*** ROWS

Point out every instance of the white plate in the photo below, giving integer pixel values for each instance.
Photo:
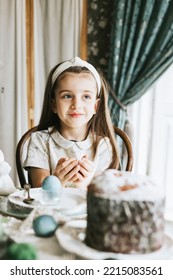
(168, 215)
(71, 238)
(72, 201)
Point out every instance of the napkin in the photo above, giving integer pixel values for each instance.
(6, 183)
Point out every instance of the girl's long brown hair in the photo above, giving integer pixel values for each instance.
(100, 125)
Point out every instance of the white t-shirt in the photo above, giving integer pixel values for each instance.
(45, 149)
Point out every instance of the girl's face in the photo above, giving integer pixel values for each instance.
(75, 100)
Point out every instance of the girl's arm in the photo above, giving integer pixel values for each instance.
(37, 176)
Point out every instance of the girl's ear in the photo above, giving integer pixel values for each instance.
(96, 105)
(53, 105)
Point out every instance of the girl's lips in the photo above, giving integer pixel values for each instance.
(75, 115)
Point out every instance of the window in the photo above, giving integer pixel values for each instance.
(152, 119)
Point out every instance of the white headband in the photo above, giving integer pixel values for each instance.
(76, 61)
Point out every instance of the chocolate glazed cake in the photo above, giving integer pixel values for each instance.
(124, 213)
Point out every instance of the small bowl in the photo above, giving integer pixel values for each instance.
(50, 197)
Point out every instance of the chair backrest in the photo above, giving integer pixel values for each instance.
(20, 147)
(19, 152)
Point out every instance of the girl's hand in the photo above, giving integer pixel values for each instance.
(67, 170)
(86, 167)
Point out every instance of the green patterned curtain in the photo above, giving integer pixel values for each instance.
(138, 47)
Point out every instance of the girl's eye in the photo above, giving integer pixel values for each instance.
(67, 96)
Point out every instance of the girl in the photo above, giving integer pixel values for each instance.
(75, 138)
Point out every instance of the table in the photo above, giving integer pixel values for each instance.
(49, 248)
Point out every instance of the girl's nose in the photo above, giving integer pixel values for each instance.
(76, 103)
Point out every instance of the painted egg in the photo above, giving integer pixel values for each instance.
(44, 225)
(51, 183)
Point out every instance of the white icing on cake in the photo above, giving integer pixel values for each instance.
(109, 183)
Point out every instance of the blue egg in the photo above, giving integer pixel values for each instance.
(44, 225)
(51, 183)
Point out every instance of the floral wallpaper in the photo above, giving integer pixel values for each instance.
(98, 33)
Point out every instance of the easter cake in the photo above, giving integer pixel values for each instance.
(124, 213)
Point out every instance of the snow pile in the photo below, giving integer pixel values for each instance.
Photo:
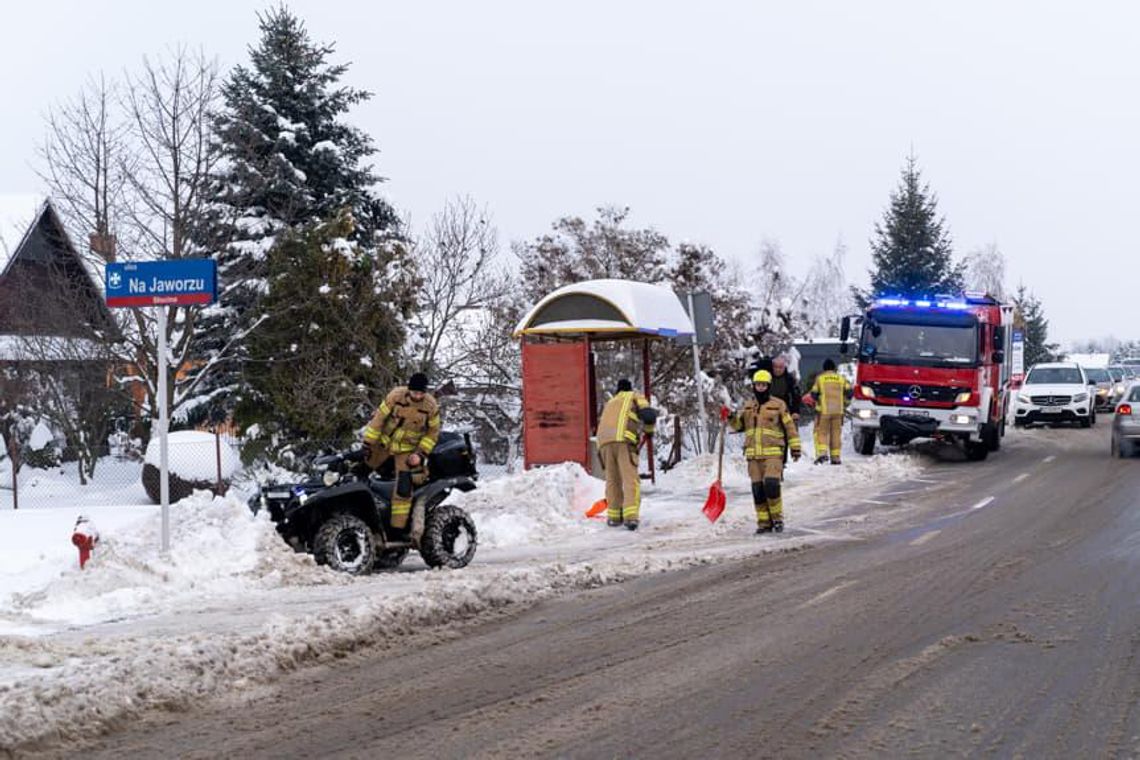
(75, 689)
(532, 507)
(193, 456)
(218, 549)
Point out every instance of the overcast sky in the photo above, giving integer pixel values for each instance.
(716, 122)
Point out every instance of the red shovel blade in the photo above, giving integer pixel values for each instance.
(714, 506)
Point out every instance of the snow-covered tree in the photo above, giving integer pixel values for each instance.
(1029, 313)
(330, 341)
(911, 250)
(287, 162)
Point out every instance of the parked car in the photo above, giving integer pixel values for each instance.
(1126, 423)
(1105, 391)
(1055, 392)
(1122, 378)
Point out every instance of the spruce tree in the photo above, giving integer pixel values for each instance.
(330, 338)
(1029, 313)
(911, 248)
(287, 162)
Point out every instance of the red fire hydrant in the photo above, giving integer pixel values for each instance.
(84, 537)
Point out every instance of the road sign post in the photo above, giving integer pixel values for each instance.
(162, 284)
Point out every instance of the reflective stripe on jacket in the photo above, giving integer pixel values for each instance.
(831, 391)
(404, 425)
(620, 422)
(767, 428)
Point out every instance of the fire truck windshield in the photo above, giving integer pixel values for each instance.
(908, 340)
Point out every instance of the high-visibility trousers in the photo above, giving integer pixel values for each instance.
(828, 435)
(623, 483)
(766, 474)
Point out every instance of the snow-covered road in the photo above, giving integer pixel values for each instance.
(233, 606)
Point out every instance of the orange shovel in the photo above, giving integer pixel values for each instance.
(599, 507)
(714, 505)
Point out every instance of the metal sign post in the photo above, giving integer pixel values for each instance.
(700, 385)
(161, 284)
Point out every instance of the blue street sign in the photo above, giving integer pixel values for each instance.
(176, 282)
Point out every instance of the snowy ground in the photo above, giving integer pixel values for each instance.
(233, 607)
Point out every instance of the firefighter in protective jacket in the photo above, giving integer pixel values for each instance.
(618, 436)
(768, 432)
(405, 428)
(831, 392)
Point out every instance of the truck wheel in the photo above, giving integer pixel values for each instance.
(977, 450)
(448, 539)
(344, 544)
(864, 442)
(390, 560)
(991, 435)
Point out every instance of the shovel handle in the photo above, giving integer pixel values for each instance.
(719, 464)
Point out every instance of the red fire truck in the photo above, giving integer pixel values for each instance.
(931, 368)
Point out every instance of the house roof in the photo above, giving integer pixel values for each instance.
(610, 308)
(17, 217)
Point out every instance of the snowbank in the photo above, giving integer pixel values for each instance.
(233, 606)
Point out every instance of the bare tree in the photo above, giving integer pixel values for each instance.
(133, 162)
(985, 270)
(84, 162)
(458, 280)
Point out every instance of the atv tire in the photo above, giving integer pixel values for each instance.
(344, 544)
(390, 560)
(448, 539)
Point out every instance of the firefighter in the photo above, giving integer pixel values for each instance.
(405, 428)
(770, 432)
(618, 448)
(831, 392)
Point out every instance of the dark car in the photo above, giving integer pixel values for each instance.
(1126, 423)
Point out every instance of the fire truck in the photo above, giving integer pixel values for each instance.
(931, 368)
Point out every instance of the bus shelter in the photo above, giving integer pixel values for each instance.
(560, 336)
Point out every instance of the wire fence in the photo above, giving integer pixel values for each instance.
(122, 474)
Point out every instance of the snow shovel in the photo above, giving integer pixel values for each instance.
(714, 506)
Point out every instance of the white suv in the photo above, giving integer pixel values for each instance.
(1055, 393)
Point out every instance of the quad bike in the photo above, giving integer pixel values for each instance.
(342, 515)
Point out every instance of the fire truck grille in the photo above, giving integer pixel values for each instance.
(911, 392)
(1050, 400)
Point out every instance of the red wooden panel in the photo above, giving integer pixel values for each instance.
(555, 403)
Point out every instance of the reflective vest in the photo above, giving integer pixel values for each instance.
(404, 425)
(767, 428)
(620, 423)
(831, 391)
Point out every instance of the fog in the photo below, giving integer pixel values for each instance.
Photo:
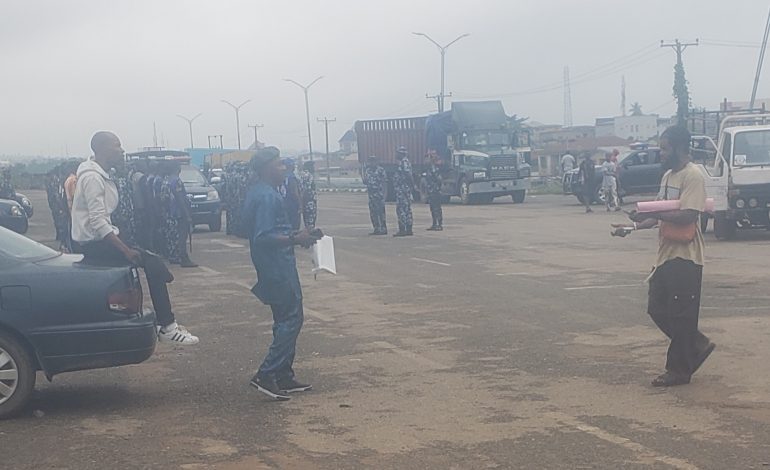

******

WHAT YOU HAVE TO DO: Copy every line from the line with "Point out every instance of the wire" through the end of the rows, requests included, and raise each pixel coordinate in the answers by 26. Omit the pictures.

ANSWER TO THIS EXERCISE:
Point out every instance of the wire fence in the photo above, giving integer pixel values for each instance.
(148, 500)
Point out every instance of the snow shovel in the photo above, giving integer pixel values for each instance.
(740, 532)
Point out every instance of the white suv in the photo above, giving integer pixel values for each instance.
(1081, 419)
Point out every instance of the quad bike in the photo above, giving integer pixel values for each instance.
(368, 541)
Point out every instance of the fire truck grille in the photo above, giving integer pixel values for each instance.
(937, 418)
(1076, 426)
Point out every instance of the red wooden panel in the photo above, giving integer pixel values for each instance.
(581, 429)
Point out every instance of the reflective vest in the photo above, giving integer pixel values for each instance.
(430, 451)
(793, 454)
(646, 449)
(857, 417)
Point out every instance of the fog in the photo below, giving integer pixel values for each instance.
Photo:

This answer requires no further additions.